#### EXERCISE:
Give the records once more, exactly as they stand.

#### INFORMATION GIVEN:
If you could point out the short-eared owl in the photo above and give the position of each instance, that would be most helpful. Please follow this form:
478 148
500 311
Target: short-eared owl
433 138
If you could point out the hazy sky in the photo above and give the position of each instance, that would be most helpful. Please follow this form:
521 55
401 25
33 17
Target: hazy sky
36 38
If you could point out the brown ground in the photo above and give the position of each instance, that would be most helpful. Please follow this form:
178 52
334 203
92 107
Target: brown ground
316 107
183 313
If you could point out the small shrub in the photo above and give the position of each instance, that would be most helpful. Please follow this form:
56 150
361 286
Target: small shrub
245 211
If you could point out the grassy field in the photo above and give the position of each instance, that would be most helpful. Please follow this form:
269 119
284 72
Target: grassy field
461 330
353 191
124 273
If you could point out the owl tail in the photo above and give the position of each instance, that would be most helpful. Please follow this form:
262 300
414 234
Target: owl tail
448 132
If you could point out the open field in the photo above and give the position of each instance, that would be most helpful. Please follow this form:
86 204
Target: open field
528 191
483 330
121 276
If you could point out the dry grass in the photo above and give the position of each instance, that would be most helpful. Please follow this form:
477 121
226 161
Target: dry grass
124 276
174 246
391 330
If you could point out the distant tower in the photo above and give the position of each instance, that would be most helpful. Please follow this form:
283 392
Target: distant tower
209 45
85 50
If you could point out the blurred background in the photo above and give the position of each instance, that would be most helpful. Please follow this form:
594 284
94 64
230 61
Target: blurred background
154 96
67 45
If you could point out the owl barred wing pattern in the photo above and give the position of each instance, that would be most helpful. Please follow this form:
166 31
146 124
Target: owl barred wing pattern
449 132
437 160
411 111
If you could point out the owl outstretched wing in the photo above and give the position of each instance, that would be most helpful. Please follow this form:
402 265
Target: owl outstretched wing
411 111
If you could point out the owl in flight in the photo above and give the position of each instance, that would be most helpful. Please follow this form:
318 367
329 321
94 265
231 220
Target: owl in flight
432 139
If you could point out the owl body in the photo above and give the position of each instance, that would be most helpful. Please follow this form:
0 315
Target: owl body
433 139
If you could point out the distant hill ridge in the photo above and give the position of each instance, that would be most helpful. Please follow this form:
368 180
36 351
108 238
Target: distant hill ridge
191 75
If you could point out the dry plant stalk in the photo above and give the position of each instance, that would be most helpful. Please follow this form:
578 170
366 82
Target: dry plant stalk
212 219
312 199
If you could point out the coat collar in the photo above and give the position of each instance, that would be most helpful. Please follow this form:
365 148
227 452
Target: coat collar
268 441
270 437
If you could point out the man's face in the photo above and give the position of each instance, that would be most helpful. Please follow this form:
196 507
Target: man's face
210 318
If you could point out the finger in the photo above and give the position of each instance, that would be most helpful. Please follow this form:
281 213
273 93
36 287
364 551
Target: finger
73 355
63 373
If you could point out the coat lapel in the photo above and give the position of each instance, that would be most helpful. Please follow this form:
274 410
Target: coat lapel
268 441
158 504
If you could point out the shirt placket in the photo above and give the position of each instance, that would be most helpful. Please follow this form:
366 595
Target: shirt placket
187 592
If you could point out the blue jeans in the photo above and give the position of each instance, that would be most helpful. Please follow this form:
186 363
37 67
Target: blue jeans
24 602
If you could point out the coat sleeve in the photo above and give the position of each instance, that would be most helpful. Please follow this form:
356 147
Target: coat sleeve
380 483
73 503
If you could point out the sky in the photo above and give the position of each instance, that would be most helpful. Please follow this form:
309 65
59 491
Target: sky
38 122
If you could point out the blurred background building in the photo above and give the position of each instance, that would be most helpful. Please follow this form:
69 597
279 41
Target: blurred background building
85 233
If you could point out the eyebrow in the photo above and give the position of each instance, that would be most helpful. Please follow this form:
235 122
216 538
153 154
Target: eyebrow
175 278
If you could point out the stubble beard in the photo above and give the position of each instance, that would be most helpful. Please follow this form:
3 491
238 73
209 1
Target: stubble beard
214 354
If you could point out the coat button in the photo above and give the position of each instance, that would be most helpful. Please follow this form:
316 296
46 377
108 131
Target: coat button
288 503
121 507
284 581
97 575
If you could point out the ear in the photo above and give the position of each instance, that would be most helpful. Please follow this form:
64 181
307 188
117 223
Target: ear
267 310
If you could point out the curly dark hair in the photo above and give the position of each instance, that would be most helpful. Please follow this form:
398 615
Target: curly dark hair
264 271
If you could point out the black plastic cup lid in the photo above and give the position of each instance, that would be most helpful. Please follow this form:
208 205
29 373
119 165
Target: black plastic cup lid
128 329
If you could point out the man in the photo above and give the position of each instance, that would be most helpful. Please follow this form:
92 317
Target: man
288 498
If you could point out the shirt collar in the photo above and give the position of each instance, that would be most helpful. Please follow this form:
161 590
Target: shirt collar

#### FINISHED EXERCISE:
If you could point out the short-eared owl in the photo above and give the position of each instance, that would be most helpful. Please follow this form:
478 148
500 311
Target: short-eared owl
433 138
If you could point out the hazy sky in the photo above and give the position of each instance, that would be most helpful. Please follow this form:
521 55
401 25
33 17
Target: hazy sky
36 38
If you could point out the brown ground in the photo above and give the position of each instance, that would be most helpful. Please follow this form:
178 52
334 203
92 107
Target: brown ground
316 107
183 313
If you could point out the small shrub in the photo above and give the position of each instance, that would be most helpful. Please follow this form:
56 150
361 286
Target: small shrub
245 211
If you could point out the grassy field in the photo above and give the position of each instance, that would be most helpful. Please follow this form:
269 119
284 72
Target: grassy field
461 330
353 191
124 273
If you could point out the owl tail in the photo above and give the position of each instance, that would be most helpful. Please follow this form:
262 300
414 234
Target: owl tail
448 132
If you could point out the open field in the photo above and give the position of each instance, that would be most helpful. Please follow this form:
86 204
Target: open field
528 191
483 330
121 276
If you could point out the dry grass in the photo above and give the position of each instance, that would be most helpful. Please follow this form:
477 121
226 161
Target: dry grass
124 276
174 246
391 330
If you could point out the distant tower in the photo above and give the position of each instance, that would be most helpful. Please follow this form:
283 392
Target: distant tower
209 45
85 50
If you could point out the blurred background in the photo above and give the position of each instance, that would be most helpful. Please follow this form:
594 284
94 64
230 61
Target: blurred background
154 96
67 45
If you could point out the owl barred wing pattern in the photo above and give the position of each instance, that would be most helpful. Please follow this form:
166 31
146 124
Target: owl barred wing pattern
449 132
437 160
411 111
If you could point out the owl outstretched wing in the photo above and give the position of each instance, that would be most helpful. Please follow this form:
402 265
Target: owl outstretched wing
411 111
If you could point out the owl in flight in the photo above and give the position of each instance, that would be most helpful. Please follow this form:
318 367
329 321
94 265
231 220
Target: owl in flight
432 139
If you could point out the owl body in the photo above and give the position of each instance, that would be most helpful. Please follow this form:
0 315
Target: owl body
433 139
If you could point out the distant hill ridge in the photo above and give the position of each instance, that would be most helpful. Please follow this form:
368 180
36 351
108 238
Target: distant hill ridge
191 75
If you could point out the dry plant stalk in the photo above and give the position of each instance, that would be most helpful. Please follow this form:
578 170
366 82
Target: dry plant stalk
212 219
312 199
If you could point out the coat collar in the photo above and give the position of each instance, that would be most helpful. Please follow this form:
365 148
227 452
Target: coat collar
268 441
270 437
If you could point out the man's face in the photo above and give the position of each instance, that would be most helpful. Please follow this form:
196 507
Target: man's face
210 318
If you could point out the finger in the photo above and give the position of each instance, that would be most helpful. Please follow this form:
281 213
273 93
36 287
364 551
Target: finger
73 355
63 373
If you could point out the coat lapel in the photo above and give the position of each instance, that would be most helpful. Please follow this form:
274 410
Target: coat lapel
268 441
158 504
If you could point out the shirt placket in the photo above and give the position of each instance, that would be most helpful. Please follow this form:
366 595
Target: shirt placket
187 592
If you could point out the blue jeans in the photo above and give the position of each instance, that would be most helpful. Please follow this form:
186 363
37 67
Target: blue jeans
24 602
If you could point out the coat sleeve in the photo above and give the position of each instance, that would be most helpful. Please follow this form:
356 147
Target: coat sleeve
380 483
73 503
If you could point out the sky in the photo above and give the position of each instance, that would be most helpful. Please follow this form:
309 65
59 491
Target: sky
38 122
If you could point out the blurred background building in the photo above and give the position of each instance, that would be most helpful. Please follow this form:
69 597
279 41
Target: blurred background building
85 233
If you could point out the eyebrow in the photo above and give the position of each instance, that would be most helpful. Please follow this form:
235 122
216 538
153 154
Target: eyebrow
175 278
If you could point out the stubble beard in the photo above and give the position of each instance, that would be most helpful. Please follow this form:
3 491
238 73
209 1
Target: stubble beard
214 354
If you could point out the coat button in the photo above and give the position of each instance, that would be most helpful. Please follow this form:
316 296
46 377
108 131
Target: coat button
288 503
121 507
284 581
97 575
If you could point out the ear in the photo above and give the position of each instance, that would be most helpful. Please follow this form:
64 181
307 188
117 223
Target: ear
267 310
If you could point out the curly dark hair in the photo above and give the position of each instance, that would be most helpful. Please follow this form:
398 615
Target: curly dark hair
264 271
If you could point out the black plastic cup lid in the photo above and give the position of each instance, that would be most helpful. Please follow this form:
208 205
29 373
119 165
Target: black plastic cup lid
128 329
If you could point out the man in the photo above and give the position of each instance, that would be most helpful. Please follow this form:
92 317
Target: man
288 498
If you could point out the shirt collar in the photo above and give the position of each instance, that would be most helpful. Please follow this form:
161 590
Target: shirt collar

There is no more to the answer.